◆ Task instructions: Proceed with the pull request description about fast_autotune below, writing on from its final line.

◆ Excerpt to read:
----------------------------------------

WIP `fast_autotune`: Add lookup table and ML model to filter triton matmul configs #156683

exclamaforte · 2025-06-24T08:24:33Z

The goal of this PR is to deliver max-autotune performance at a much lower compile time cost. Currently, max-autotune has low adoption in training workloads because of the compile time cost, and could have more adoption in inference workloads with lower compile time. We want to deliver better performance per unit compile time by benchmarking better configs, selected with the context of the input shapes taken into account. We provide two ways of doing this: manually filtering the configs with a LUT and automatically filtering the configs with a ML Model.

Part 1:

fast-autotune: Model Prediction of Triton Kernel Runtimes #156851

Features:

fast_autotune: Uses ML model and lookup table to evaluate and filter the config space before benchmarking.
kernel_lut: Uses a lookup table with a standardized format to filter configs. Users can create these tables by creating the python class and saving the .serialize() string. These tables are serialized to json, and can be edited by hand or by external tools, in the future.
New Configs:
- matmul_gemm_autotune_benchmark_space: disaggregates the space of what we benchmark from what we search. "DEFAULT" will match the number of configs in max-autotune defaults, "SAME" means that the search space is the same as the the benchmarking space, so model filtering will be disabled, and <int> will set the top-k to <int>.
- fast_autotune: New setting that sets matmul_gemm_autotune_search_space to "EXHAUSTIVE" and matmul_gemm_autotune_benchmark_space to 1.

----------------------------------------

A block of data
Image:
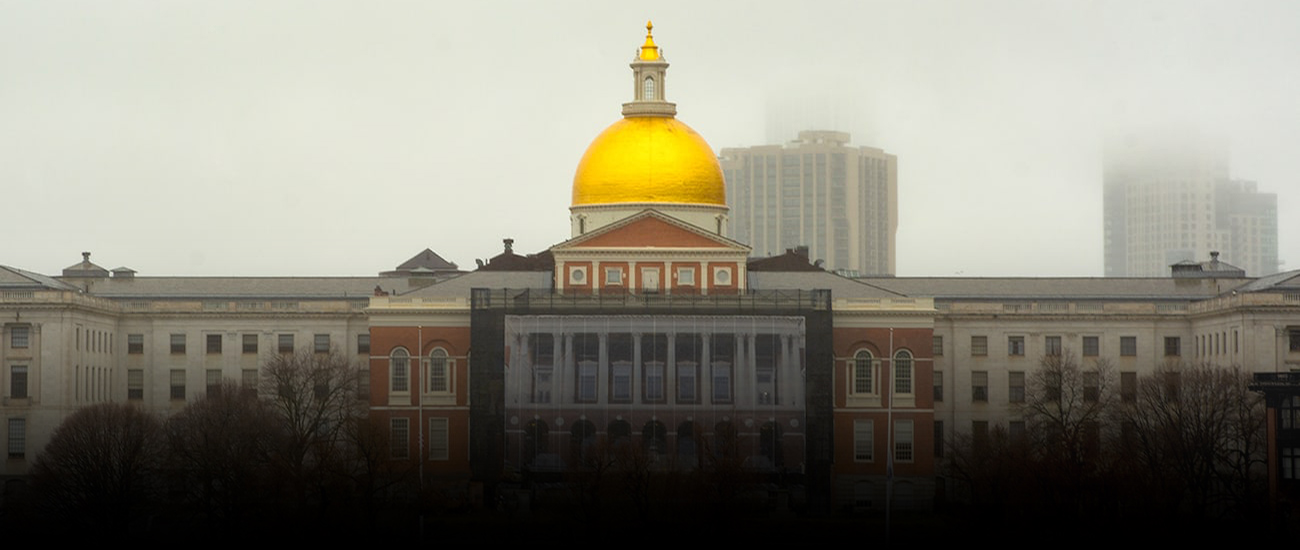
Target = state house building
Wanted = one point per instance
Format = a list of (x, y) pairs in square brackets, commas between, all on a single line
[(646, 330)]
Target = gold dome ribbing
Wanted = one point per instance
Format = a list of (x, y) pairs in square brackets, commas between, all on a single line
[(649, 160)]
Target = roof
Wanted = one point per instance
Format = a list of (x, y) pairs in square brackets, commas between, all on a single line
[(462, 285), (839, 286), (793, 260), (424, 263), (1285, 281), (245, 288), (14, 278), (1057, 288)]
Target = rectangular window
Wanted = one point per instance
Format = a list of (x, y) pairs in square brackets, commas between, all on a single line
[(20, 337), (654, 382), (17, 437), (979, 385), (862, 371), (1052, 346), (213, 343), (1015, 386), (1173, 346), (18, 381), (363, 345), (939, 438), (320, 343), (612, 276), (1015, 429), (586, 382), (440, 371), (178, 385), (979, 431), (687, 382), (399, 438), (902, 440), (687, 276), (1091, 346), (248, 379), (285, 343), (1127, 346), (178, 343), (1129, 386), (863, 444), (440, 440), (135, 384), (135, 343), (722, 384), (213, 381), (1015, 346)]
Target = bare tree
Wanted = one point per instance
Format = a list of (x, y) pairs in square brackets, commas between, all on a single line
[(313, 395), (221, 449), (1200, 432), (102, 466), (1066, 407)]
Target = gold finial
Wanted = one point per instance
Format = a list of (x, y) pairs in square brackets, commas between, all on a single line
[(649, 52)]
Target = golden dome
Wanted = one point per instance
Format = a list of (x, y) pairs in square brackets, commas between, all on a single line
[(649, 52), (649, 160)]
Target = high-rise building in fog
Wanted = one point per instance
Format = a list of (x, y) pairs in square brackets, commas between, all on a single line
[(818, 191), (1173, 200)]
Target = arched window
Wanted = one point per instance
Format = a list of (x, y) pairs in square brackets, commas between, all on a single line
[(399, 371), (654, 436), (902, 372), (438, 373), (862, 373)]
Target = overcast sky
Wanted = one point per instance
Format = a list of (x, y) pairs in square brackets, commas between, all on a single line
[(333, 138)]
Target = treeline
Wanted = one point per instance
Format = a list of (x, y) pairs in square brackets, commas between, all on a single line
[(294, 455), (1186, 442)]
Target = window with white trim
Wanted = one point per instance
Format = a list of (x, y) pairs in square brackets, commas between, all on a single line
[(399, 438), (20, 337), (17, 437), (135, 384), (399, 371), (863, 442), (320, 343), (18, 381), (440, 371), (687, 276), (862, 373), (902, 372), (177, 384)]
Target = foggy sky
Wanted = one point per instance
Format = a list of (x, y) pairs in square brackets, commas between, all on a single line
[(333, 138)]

----------------------------------------

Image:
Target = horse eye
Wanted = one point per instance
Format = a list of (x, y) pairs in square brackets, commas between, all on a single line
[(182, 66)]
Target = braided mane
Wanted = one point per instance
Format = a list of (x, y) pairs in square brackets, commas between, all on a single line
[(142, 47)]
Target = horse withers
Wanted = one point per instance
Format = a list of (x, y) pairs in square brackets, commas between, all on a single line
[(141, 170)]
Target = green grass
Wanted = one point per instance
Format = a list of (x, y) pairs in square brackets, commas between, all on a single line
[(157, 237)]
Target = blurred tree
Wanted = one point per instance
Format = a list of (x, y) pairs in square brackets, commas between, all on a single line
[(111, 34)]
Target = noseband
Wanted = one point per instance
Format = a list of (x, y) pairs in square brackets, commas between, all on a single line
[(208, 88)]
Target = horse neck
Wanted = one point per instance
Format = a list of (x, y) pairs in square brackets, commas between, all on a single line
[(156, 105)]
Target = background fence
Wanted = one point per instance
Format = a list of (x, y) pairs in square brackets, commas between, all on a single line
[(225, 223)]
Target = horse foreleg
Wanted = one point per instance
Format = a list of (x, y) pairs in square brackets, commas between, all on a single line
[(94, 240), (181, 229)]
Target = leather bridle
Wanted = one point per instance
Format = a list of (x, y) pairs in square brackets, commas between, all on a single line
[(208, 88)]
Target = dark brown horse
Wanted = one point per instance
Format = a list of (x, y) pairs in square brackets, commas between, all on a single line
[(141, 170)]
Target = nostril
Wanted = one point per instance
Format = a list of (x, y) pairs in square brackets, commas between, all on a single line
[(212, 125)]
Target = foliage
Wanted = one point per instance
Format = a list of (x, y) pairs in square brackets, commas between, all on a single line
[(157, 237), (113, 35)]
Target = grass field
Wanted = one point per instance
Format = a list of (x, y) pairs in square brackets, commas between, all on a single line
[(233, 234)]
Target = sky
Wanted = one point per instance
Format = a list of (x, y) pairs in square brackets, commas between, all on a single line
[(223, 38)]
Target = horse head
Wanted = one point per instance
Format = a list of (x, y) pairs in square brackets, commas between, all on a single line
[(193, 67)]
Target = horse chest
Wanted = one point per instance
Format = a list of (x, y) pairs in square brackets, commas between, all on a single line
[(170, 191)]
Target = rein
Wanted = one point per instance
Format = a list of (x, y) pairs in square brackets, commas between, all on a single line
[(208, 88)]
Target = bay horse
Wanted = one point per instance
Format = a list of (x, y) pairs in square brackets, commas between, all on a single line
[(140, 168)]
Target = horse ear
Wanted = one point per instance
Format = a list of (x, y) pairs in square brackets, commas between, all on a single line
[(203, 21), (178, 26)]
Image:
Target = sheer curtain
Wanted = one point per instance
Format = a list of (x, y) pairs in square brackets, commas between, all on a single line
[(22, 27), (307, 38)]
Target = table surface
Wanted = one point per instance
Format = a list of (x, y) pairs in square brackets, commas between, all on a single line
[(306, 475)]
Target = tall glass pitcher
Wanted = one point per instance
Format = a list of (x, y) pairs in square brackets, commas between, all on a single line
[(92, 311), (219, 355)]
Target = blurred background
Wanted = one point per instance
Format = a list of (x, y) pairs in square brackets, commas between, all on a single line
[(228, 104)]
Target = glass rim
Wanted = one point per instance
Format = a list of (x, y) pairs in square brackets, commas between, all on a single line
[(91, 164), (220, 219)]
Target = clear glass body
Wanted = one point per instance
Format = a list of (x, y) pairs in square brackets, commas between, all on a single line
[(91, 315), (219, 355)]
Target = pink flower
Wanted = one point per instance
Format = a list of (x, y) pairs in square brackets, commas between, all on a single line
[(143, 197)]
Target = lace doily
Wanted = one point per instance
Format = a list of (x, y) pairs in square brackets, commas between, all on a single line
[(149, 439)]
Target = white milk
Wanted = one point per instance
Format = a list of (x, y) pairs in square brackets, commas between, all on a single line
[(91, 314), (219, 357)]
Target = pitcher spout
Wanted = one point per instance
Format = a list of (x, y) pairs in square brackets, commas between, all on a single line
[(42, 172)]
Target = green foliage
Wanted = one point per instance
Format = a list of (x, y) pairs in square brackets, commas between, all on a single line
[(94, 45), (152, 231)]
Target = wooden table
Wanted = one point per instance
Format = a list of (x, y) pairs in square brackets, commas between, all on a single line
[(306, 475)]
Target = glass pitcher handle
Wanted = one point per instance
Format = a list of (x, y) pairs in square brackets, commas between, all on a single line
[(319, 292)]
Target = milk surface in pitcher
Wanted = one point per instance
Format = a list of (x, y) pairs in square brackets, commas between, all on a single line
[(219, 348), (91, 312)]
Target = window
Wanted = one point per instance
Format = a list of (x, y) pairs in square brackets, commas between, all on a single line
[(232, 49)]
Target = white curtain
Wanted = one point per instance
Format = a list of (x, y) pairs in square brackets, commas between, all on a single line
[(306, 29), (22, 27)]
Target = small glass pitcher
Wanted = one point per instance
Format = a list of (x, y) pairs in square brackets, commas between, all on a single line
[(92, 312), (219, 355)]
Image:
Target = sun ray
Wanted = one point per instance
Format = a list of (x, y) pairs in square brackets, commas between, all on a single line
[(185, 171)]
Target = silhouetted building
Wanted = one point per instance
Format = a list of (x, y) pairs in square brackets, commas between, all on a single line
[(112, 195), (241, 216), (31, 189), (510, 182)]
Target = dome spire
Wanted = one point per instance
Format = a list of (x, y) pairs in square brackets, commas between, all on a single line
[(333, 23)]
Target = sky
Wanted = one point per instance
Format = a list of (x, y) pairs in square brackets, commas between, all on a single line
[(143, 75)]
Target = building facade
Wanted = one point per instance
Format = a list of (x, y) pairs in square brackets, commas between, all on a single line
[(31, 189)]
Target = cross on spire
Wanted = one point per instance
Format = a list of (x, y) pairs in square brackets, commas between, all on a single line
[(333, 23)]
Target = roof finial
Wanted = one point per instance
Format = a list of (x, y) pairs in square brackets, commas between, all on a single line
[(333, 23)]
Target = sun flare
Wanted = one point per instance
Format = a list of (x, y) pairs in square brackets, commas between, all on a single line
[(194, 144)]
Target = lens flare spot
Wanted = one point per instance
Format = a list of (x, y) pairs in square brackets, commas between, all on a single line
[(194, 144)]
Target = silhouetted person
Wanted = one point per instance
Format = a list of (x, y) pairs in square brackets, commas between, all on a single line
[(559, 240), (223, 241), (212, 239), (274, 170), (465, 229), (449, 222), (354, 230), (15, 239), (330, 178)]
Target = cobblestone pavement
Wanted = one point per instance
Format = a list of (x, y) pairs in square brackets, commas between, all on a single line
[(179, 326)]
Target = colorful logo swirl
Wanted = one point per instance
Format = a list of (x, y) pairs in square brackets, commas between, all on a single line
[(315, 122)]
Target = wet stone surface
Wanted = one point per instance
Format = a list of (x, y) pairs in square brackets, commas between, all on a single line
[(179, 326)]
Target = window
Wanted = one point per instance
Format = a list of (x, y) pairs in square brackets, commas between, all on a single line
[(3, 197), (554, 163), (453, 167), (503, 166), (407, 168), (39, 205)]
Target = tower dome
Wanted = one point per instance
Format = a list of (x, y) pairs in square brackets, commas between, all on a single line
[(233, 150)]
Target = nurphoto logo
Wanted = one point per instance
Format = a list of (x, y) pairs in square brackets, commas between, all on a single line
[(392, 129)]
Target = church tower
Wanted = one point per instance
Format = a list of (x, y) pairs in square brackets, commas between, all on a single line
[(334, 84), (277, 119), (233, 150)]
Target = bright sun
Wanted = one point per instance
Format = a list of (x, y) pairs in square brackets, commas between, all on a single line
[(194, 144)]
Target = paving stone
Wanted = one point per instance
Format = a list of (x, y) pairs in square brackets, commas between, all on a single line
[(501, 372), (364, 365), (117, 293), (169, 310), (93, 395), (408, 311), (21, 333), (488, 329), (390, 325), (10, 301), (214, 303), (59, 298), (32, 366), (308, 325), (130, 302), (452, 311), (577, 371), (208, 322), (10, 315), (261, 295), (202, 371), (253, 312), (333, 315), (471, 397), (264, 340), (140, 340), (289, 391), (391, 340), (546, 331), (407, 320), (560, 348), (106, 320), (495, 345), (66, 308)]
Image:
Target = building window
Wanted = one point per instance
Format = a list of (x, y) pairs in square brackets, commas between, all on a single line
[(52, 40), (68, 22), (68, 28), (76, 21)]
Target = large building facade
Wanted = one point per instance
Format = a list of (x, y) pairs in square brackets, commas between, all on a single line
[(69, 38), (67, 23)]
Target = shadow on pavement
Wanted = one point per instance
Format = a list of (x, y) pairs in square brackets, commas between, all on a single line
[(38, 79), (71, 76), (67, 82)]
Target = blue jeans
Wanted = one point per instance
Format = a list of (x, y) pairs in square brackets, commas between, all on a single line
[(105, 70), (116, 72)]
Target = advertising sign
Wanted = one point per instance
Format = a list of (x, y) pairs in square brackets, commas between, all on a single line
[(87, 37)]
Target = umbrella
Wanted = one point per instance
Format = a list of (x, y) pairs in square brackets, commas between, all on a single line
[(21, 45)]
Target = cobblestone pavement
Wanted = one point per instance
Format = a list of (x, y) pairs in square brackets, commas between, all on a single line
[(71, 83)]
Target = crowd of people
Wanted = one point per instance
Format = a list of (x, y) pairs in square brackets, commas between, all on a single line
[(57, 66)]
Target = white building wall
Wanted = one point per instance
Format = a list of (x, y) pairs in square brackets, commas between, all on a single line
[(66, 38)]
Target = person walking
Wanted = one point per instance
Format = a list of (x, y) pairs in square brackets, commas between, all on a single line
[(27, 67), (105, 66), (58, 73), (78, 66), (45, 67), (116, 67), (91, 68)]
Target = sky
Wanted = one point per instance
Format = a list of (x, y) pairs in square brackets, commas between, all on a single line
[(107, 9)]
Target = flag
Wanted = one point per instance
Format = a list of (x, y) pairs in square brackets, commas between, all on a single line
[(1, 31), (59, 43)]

----------------------------------------

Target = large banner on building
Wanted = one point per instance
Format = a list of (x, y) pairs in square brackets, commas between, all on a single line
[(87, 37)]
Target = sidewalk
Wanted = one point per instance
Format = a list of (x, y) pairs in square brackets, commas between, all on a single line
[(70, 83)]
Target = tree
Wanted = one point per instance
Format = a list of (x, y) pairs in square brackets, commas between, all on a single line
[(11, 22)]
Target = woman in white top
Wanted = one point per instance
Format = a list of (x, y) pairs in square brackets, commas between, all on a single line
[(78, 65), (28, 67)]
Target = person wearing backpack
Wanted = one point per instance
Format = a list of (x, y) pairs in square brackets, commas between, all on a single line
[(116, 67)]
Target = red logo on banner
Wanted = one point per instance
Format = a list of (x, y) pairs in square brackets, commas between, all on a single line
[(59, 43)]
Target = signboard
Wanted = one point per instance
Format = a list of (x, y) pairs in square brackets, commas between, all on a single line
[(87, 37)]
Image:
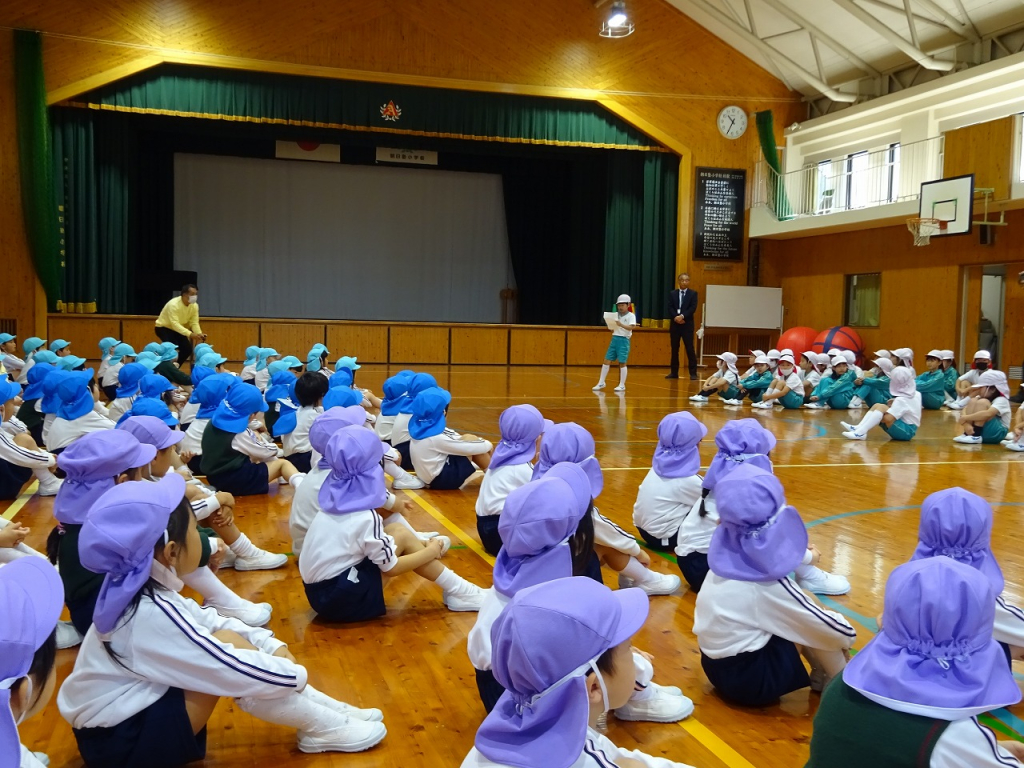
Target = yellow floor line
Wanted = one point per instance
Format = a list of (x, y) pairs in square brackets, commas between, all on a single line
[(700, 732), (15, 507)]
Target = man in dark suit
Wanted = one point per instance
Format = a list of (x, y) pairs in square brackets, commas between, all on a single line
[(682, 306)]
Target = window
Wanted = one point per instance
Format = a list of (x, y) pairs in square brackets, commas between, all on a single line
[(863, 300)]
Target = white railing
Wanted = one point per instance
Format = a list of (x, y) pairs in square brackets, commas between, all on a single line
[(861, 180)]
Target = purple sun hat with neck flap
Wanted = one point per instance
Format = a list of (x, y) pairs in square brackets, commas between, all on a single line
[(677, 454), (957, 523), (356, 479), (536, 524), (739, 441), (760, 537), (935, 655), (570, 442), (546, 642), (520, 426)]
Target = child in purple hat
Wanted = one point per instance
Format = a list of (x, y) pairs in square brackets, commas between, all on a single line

----------------------------------------

◆ Written reply:
- kernel_lut_path: Lookup path for the kernel LUT. The kernel LUT will be on when this is non-None, regardless of the other settings. So these features can be applied independently.
Fixes autoheuristic tests, which have been broken for awhile.

Why not integrate it into Autoheuristic?

We plan on merging with Autoheuristic eventually, and we're using it for data collection, but it's currently in a broken state for inference because its tests were disabled for ~6 months. We fixed some of the tests, but we also found there was a bit of a mismatch between it and what we're trying to do, given autoheuristic is predicting over all configs, we are currently focused on just Triton Configs, and the shared infrastructure for the LUT requires it being at the start of the mm lowering function. Once our model and LUT handles all configs, we will move the callsite lower in the mm lowering function until it's at the same spot as autoherustic, at which point they can be merged. The end goal is to create config "middleware" that users can apply independently to filter the triton configs.

For the LUT, why not just find/replace the configs in template_heuristic.py?

This will work, but our approach has several advantages:

json files are easier to manage than code patches and they can be shared and generated externally.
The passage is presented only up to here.